• Problem description:
Find the line containing "Place one marker on each instance of the terracotta" in the listing below; reproduce it and every line after, exactly. Skip pictures.

• Records for the task:
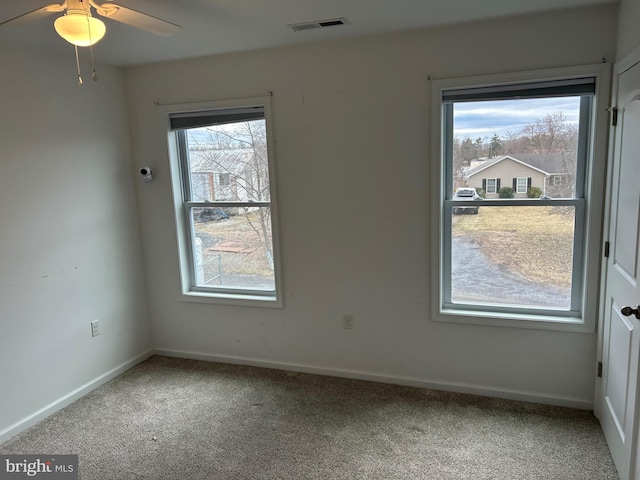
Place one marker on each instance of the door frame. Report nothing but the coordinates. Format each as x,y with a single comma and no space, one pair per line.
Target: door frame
622,65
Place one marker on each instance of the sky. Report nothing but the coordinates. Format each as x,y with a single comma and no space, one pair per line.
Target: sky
483,119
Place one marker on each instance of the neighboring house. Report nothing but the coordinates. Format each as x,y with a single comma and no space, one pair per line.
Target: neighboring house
553,174
223,175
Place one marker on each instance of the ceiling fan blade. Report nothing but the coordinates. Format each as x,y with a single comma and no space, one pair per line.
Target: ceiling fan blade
137,19
33,15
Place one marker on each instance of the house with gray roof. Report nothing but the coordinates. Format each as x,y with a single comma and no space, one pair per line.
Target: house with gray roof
553,174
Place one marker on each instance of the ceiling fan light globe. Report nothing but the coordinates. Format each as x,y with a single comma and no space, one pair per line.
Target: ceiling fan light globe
80,29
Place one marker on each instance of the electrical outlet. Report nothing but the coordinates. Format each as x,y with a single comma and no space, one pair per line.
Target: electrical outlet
95,328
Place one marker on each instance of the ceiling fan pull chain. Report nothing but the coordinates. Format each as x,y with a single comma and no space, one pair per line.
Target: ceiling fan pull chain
94,75
78,65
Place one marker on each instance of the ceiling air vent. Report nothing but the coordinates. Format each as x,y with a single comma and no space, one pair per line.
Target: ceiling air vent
332,22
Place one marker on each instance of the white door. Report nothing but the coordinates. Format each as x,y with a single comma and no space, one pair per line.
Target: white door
618,396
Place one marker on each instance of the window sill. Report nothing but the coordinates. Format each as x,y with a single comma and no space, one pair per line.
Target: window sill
241,300
513,320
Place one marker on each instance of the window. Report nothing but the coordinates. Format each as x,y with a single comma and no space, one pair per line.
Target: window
491,185
222,165
521,184
519,258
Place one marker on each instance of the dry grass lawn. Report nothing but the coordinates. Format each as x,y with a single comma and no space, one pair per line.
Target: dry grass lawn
240,232
536,242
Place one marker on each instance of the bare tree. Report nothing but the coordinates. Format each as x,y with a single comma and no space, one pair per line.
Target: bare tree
240,152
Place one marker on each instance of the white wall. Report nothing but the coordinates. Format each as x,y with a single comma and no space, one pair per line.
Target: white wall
69,237
352,144
628,29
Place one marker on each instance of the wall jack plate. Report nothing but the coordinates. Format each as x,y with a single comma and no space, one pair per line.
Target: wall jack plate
95,328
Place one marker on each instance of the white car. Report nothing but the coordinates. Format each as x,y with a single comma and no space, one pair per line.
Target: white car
466,193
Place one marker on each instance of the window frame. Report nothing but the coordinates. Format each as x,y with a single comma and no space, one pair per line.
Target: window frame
588,210
526,182
189,291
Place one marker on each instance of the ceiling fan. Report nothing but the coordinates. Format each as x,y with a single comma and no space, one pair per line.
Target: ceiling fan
77,20
78,27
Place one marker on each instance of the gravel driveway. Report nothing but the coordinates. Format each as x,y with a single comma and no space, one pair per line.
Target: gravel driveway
476,279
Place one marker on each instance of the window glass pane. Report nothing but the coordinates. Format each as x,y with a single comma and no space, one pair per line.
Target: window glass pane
229,162
513,256
495,142
233,248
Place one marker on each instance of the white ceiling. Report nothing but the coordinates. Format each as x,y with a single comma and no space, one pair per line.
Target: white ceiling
221,26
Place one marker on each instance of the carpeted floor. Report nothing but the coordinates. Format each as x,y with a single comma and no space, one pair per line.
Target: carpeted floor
183,419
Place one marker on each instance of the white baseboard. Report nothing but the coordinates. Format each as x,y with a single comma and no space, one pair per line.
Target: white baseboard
69,398
381,378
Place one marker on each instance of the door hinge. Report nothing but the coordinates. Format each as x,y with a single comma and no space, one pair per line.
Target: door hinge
614,115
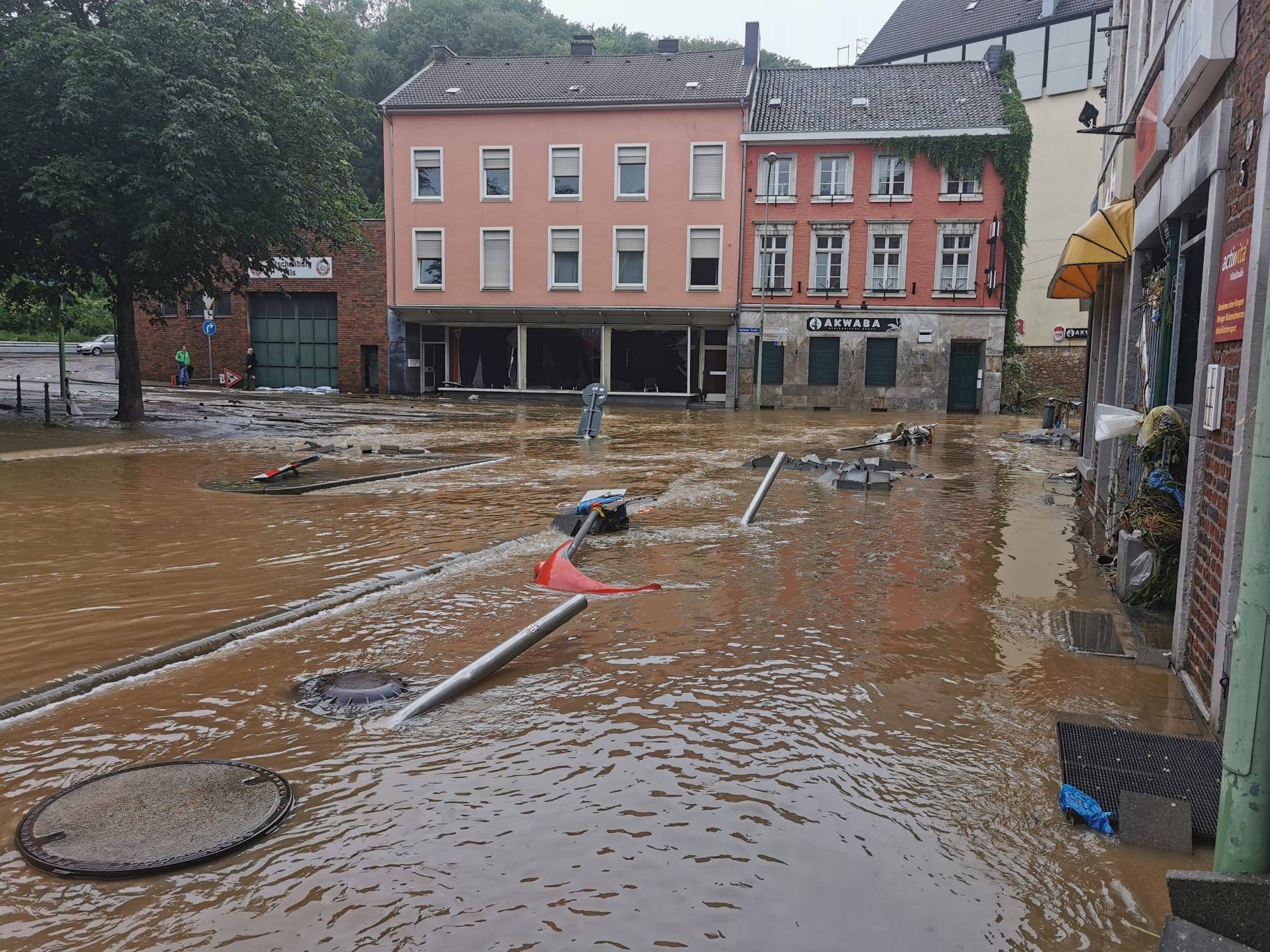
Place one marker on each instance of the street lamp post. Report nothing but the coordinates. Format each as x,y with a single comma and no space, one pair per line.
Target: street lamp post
764,258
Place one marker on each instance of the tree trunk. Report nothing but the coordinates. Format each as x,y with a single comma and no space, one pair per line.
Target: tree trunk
131,406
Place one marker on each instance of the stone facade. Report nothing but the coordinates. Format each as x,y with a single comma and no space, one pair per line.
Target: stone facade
359,282
925,343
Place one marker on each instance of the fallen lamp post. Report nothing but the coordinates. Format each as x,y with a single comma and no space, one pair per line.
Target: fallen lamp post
492,660
762,489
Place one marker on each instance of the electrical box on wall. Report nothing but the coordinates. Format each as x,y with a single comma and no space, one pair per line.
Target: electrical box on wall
1213,394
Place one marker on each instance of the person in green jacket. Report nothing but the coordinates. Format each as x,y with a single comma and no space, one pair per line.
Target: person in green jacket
183,367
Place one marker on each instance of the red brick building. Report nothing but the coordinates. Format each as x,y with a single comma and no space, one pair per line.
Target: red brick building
325,325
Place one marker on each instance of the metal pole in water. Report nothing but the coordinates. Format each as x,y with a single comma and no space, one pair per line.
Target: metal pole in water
583,531
762,489
492,660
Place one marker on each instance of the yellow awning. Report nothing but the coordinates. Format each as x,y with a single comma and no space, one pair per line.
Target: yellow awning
1104,239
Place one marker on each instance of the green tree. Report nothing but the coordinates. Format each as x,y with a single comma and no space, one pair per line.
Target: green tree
166,146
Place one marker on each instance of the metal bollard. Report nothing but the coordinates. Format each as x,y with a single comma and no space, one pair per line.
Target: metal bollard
583,531
492,660
762,489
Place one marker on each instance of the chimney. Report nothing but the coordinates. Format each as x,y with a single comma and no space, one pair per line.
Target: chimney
752,45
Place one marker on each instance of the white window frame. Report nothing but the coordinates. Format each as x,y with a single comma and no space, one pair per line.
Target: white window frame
414,260
851,173
835,229
414,174
875,194
511,174
643,285
551,282
762,197
551,194
785,229
723,177
888,228
948,228
511,260
687,260
945,196
619,196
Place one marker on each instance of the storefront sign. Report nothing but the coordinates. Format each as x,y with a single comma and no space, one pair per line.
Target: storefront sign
1232,287
883,325
296,268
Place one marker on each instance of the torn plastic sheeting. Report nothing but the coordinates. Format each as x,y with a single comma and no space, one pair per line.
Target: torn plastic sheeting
1086,807
556,571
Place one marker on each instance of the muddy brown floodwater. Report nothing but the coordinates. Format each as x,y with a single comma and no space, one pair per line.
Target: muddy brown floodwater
832,729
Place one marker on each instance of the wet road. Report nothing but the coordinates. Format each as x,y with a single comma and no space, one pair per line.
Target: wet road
829,730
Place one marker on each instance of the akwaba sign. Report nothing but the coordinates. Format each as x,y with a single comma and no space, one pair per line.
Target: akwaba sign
880,325
1232,287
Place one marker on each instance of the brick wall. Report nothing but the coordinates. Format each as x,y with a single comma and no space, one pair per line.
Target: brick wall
1245,86
359,282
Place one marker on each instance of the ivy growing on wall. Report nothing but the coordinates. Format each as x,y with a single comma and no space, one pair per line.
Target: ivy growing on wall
1010,155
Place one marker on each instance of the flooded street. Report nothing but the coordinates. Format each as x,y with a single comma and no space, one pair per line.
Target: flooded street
832,729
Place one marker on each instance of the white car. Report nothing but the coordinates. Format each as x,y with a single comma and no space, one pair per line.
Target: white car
97,347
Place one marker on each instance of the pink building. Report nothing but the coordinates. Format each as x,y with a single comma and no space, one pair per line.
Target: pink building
883,273
565,220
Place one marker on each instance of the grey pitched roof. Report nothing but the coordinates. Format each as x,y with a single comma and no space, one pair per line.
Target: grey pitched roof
945,95
547,80
920,26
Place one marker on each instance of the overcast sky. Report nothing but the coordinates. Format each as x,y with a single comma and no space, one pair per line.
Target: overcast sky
808,29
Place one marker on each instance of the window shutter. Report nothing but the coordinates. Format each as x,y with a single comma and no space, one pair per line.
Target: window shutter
565,241
704,243
498,260
822,362
565,161
427,244
630,240
707,172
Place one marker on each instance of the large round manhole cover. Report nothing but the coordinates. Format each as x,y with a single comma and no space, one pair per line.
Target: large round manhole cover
353,688
152,818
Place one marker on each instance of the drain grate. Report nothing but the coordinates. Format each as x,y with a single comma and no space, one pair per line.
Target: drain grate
1106,761
1092,634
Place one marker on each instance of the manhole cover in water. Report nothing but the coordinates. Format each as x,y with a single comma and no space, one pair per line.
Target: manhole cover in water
353,688
152,818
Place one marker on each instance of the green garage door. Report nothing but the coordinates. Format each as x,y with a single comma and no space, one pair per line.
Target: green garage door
295,339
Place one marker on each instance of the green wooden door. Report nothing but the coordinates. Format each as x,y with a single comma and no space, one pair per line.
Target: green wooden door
964,376
295,339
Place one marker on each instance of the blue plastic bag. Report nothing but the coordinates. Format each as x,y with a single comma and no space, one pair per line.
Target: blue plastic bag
1086,807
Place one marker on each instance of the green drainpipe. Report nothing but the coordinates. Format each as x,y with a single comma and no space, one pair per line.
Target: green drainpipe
1244,813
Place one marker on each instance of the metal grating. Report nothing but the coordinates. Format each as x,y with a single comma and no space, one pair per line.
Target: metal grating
1106,761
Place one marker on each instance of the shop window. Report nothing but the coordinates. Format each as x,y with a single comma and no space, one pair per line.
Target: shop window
649,360
483,358
704,251
880,362
822,362
774,362
427,174
567,173
562,358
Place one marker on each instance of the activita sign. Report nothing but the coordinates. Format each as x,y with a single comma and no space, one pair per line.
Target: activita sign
880,325
1232,287
296,268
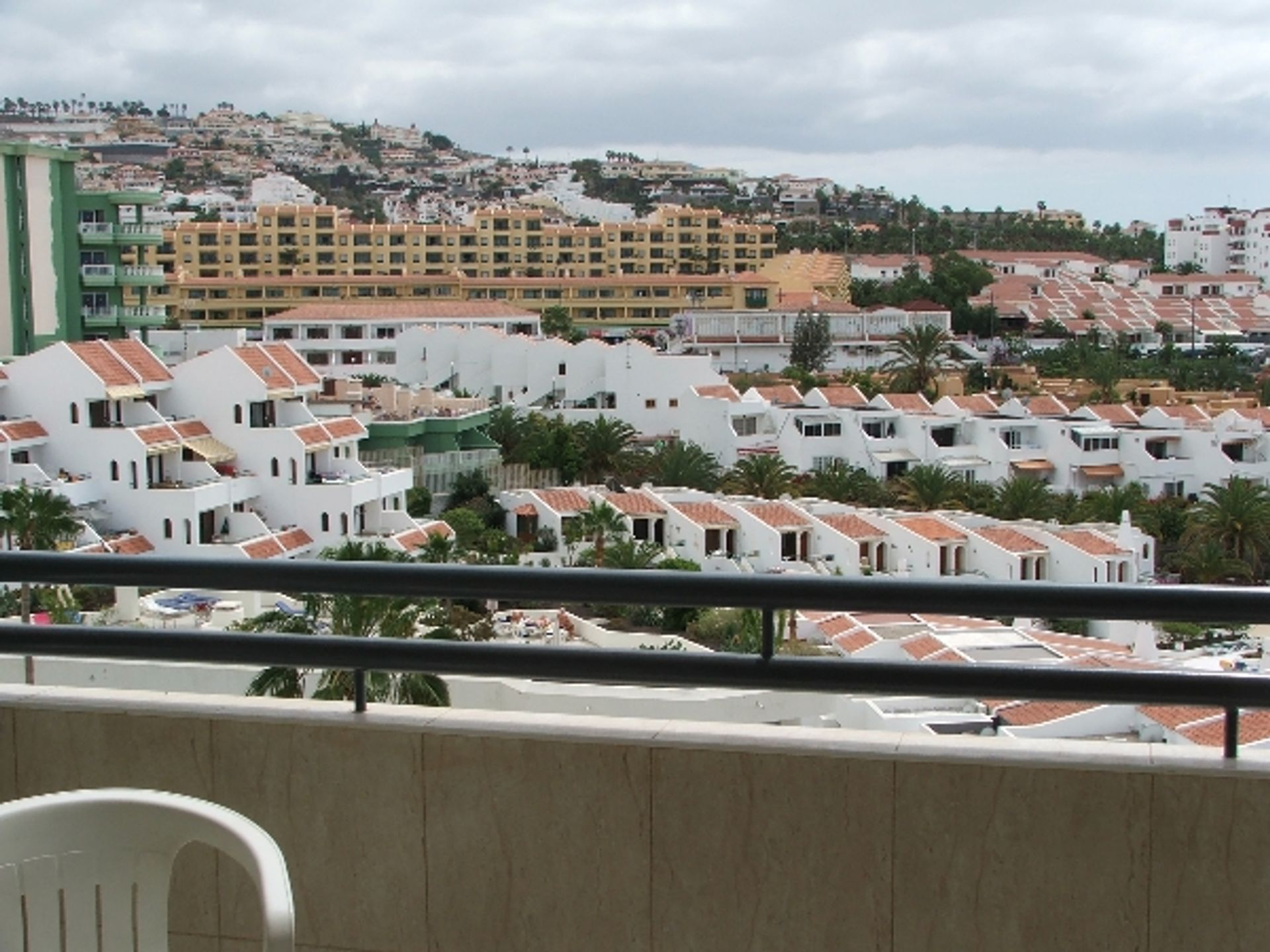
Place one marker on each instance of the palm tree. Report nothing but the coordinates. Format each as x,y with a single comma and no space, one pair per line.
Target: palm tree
1238,517
929,487
607,447
1023,496
1206,563
920,353
600,522
766,475
685,463
843,483
353,616
34,520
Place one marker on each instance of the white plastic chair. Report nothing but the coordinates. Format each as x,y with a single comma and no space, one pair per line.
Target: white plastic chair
89,870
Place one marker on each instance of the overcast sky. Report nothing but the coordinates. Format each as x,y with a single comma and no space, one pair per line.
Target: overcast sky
1127,110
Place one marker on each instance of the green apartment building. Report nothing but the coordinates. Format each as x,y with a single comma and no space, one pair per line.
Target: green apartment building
66,257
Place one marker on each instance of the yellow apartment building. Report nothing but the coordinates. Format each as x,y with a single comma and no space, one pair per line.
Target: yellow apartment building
235,273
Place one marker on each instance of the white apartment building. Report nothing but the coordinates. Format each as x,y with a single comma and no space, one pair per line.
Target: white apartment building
1221,240
749,535
216,457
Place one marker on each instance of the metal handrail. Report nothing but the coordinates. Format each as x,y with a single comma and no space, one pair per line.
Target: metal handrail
767,593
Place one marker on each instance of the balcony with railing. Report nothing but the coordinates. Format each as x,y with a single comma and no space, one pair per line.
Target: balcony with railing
455,829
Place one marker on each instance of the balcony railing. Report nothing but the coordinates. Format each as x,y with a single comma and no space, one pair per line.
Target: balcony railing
769,594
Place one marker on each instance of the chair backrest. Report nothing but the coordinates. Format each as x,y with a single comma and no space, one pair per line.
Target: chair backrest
88,871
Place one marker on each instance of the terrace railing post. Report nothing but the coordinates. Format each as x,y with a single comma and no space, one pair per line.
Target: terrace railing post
1232,733
769,647
360,691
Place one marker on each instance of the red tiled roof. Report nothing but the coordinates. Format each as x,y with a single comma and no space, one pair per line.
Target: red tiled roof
634,503
778,514
290,361
157,433
974,403
705,514
563,500
22,429
1114,413
1010,539
345,427
1174,716
140,360
400,311
130,545
102,361
723,391
908,403
855,640
1090,542
931,528
266,547
843,395
1047,405
781,395
192,428
294,539
1027,714
922,645
851,526
312,434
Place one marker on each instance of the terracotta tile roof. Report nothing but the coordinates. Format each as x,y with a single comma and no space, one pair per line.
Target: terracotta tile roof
563,500
634,503
781,395
102,361
1174,716
140,360
855,640
976,403
22,429
130,545
1011,539
190,428
705,514
1091,542
312,434
412,539
851,526
720,391
1254,727
1025,714
843,395
908,403
1114,413
778,514
922,645
1078,645
290,361
931,528
266,547
400,311
836,625
292,539
1047,405
1188,413
157,433
343,428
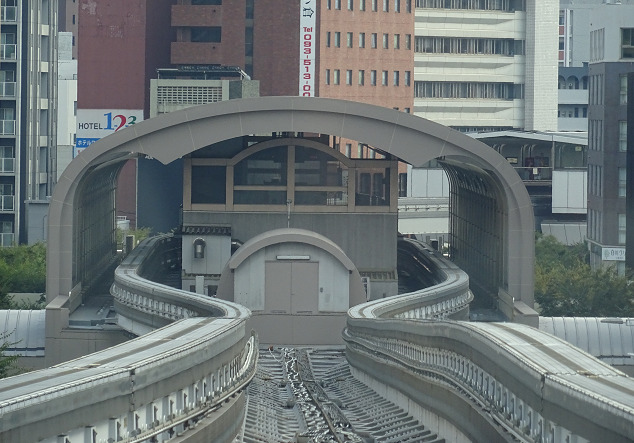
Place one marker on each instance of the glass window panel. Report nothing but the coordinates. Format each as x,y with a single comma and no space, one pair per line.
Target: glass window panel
209,184
264,168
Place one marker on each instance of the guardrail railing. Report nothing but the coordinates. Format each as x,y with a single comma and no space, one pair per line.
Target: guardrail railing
148,389
524,384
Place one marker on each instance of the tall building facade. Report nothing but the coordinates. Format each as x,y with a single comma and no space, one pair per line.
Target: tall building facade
28,100
486,65
611,59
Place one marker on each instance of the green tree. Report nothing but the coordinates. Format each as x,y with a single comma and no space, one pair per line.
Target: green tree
565,285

• Reply to the exercise:
Place one marker on each instance of the terracotta tile roof. Report nothing but the coordinates. Format each as x,y with a single comma and no space, one pair per line.
Target: terracotta tile roof
563,500
634,503
781,395
102,361
1174,716
140,360
855,640
976,403
22,429
130,545
1011,539
190,428
705,514
1091,542
312,434
412,539
851,526
720,391
1254,727
1025,714
843,395
908,403
1114,413
778,514
922,645
1078,645
290,361
931,528
266,547
400,311
836,625
292,539
1047,405
1188,413
157,433
343,428
Place one marker on each instance of the glass window panel. Report nothing but the coordinates. Format each as x,y with a single comma and no space, one pair per line.
Target: glass window panel
209,184
264,168
Place one marker on each instance of the guardrail railing. Report nothing but the coordinates. Format each as x,y with a single comma and no space, one pair per line.
Target: guardrail railing
148,389
524,384
Place one marker on each instance of the tall building facade. Report nothing but the coordinates. Format each as x,y with a single comma and no space, one pair per line.
Target: tall building facade
28,100
486,65
611,59
Place one marker on each instance of the green tree. Report nothing but the coordinates. Format each as x,y with a single comma and no space, one pair per line.
Target: green tree
565,285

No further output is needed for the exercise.